___ SOURCE ___

Britain’s Monarch Airlines failed abruptly last week, leaving thousands of passengers stranded at resort destinations without a return flight. The British government is helping those travelers return home, but the airline shutdown raises the question of whether a similar collapse could happen elsewhere.
The pat answer is: Of course, some other airline will undoubtedly fail. And yes, it could (in theory) happen in North America. But—realistically, an airline shutdown is more likely to happen in Asia or Europe. Here’s why.
Why an Airline Shutdown Occurs
Monarch emerged 50 years ago as the in-house airline for a large U.K. tour operator. At the time, most British holidaymakers traveled on combined air-hotel packages. Buying air travel as part of a package was the only way European travelers could find low fares due to tight regulations. The tour operators were the primary interface with customers: Some operated their own airline subsidiaries, while others relied on third-party charter airlines. Later, those operator-owned airlines were permitted to sell air-only tickets, but they were a small part of the carriers’ market.

___ ROWS ___

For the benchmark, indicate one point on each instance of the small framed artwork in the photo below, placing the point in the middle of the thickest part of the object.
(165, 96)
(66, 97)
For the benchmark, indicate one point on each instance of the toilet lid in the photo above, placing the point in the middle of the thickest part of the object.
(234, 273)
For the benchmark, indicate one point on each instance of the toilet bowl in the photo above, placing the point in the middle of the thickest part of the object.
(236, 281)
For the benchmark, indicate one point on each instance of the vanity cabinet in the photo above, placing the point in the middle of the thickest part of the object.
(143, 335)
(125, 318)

___
___ ROWS ___

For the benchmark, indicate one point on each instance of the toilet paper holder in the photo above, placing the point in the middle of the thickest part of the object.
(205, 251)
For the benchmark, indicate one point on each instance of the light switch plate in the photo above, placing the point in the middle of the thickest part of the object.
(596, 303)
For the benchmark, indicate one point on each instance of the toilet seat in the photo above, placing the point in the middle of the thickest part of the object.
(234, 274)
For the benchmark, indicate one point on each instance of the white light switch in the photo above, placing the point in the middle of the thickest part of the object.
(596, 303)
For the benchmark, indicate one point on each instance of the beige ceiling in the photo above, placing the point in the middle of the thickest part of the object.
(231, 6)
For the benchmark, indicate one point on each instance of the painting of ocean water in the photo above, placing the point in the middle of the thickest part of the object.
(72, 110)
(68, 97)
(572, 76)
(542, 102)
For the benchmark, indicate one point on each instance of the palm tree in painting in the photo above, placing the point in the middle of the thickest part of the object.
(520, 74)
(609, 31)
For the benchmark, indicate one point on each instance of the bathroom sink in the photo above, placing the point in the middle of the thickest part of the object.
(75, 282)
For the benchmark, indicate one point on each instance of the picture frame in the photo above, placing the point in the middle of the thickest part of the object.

___
___ ROWS ___

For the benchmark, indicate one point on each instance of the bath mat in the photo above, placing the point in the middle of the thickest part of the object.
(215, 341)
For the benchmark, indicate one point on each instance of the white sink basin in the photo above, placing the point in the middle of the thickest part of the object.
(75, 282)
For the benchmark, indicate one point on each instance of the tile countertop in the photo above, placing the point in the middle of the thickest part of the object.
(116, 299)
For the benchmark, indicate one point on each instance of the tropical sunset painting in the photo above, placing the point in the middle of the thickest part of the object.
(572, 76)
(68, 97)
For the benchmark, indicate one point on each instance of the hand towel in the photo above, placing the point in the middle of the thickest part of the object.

___

INSTRUCTION 1 >> According to the Monarch Airlines article, what did Monarch start out as when it emerged 50 years ago?
INSTRUCTION 2 >> Reproduce the section of the Monarch Airlines article that opens with the words containing "The pat answer" and closes with "Europe. Here’s why.".
Rely only on the Monarch Airlines article here, not on the material.

FINISHED ANSWER 1 >> The in-house airline for a large U.K. tour operator.

FINISHED ANSWER 2 >>
The pat answer is: Of course, some other airline will undoubtedly fail. And yes, it could (in theory) happen in North America. But—realistically, an airline shutdown is more likely to happen in Asia or Europe. Here’s why.